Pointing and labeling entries
..............................

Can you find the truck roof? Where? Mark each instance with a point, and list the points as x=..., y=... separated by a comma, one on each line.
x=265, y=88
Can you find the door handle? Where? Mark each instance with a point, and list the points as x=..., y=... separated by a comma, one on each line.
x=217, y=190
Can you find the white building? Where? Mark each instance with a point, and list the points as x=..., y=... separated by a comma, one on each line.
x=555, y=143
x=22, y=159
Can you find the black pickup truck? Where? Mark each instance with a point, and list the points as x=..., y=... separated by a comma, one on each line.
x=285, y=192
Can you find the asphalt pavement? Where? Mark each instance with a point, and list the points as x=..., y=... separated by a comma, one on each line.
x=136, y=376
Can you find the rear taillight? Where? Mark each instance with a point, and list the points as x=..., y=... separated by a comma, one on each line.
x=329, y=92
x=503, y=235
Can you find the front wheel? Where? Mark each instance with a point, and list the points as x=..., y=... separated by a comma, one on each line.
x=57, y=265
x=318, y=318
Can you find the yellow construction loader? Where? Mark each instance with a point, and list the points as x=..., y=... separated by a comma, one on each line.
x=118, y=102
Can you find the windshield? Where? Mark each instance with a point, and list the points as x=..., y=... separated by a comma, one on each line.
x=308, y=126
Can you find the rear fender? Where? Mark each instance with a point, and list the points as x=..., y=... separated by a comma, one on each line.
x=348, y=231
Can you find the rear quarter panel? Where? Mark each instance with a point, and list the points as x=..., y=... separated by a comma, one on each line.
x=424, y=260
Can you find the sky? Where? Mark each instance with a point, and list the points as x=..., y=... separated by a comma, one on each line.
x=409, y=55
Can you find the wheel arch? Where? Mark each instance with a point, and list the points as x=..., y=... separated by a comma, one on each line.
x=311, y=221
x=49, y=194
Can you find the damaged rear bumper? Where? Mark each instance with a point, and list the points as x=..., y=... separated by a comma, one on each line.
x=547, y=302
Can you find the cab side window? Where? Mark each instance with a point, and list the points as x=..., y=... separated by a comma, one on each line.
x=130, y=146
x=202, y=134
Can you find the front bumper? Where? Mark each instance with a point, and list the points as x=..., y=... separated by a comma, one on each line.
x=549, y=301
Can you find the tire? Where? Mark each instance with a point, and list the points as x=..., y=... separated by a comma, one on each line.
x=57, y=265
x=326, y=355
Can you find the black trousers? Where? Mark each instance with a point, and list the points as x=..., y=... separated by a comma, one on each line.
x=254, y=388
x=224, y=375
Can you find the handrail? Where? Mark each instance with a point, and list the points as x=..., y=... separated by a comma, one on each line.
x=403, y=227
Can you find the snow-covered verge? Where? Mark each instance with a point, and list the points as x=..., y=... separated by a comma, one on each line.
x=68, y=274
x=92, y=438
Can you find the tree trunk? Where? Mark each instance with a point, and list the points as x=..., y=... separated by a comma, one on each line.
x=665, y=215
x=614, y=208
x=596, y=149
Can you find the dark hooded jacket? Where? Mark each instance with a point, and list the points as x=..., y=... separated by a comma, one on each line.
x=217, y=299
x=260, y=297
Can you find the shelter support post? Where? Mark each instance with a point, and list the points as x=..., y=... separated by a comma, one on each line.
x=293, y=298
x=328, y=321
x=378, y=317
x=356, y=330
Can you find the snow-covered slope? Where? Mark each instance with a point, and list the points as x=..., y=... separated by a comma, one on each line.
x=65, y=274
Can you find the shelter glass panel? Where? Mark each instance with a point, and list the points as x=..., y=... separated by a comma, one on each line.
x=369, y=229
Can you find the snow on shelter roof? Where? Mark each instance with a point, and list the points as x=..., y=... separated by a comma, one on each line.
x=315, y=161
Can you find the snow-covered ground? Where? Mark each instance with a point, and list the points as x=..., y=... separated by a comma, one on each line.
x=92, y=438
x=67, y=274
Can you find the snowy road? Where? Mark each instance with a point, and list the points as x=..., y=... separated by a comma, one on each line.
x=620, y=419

..............................

### [Problem]
Move every x and y coordinate in the answer points up by 150 in the part of the records that opens with the line containing "Can you find the dark" and closes with the line containing "x=369, y=229", both lines included. Write out only that part in full, with the requests unchanged.

### [In response]
Can you find the dark hooded jacket? Where? Mark each instance with a point, and list the points as x=..., y=... separated by a comma, one on each line.
x=367, y=449
x=410, y=447
Can you find the shelter support post? Where? Mark each instance with a point, and list the points as x=..., y=... separated by a comma, one on each line.
x=443, y=448
x=478, y=471
x=528, y=467
x=506, y=480
Can you find the snow-covered slope? Where? Mark each instance with a point, and list the points as x=..., y=... separated by a comma, one on each line.
x=215, y=424
Can you find the shelter glass panel? Where? Mark each instance with a point, and list the points as x=..., y=... separated by a comma, one on each line.
x=519, y=379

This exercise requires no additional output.